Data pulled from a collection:
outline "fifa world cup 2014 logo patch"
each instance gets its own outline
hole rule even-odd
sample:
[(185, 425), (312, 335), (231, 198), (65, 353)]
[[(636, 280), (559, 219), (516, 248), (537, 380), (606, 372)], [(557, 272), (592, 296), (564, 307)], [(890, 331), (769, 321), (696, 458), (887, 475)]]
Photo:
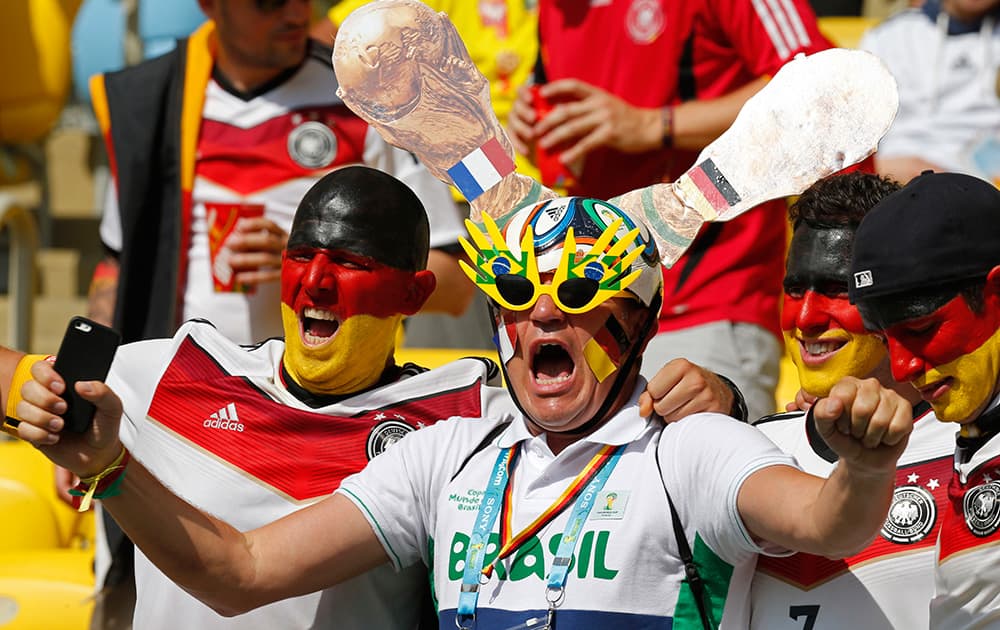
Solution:
[(976, 536), (990, 536), (1000, 527), (1000, 483), (991, 481), (965, 493), (965, 524)]
[(920, 486), (899, 486), (892, 493), (882, 538), (900, 545), (923, 540), (934, 529), (937, 504), (934, 495)]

▸ **What to produce**
Write out the lines above as a numbered list, skipping any blank lines. Don't include the pictures in your answer.

▸ **Answer for this exercise**
1. outline "fifa world cup 2014 logo patch"
2. each instance gets its own outline
3. hole rule even-odd
4. sample:
5. [(185, 425), (312, 335), (231, 198), (65, 353)]
6. [[(636, 280), (559, 219), (516, 248), (537, 380), (606, 372)], [(557, 272), (592, 296), (564, 307)], [(890, 331), (769, 321), (696, 458), (887, 475)]]
7. Photo:
8. Solution:
9. [(976, 536), (990, 536), (1000, 527), (1000, 483), (991, 481), (965, 493), (965, 524)]
10. [(920, 486), (899, 486), (892, 493), (882, 538), (900, 545), (923, 540), (934, 529), (937, 504), (934, 495)]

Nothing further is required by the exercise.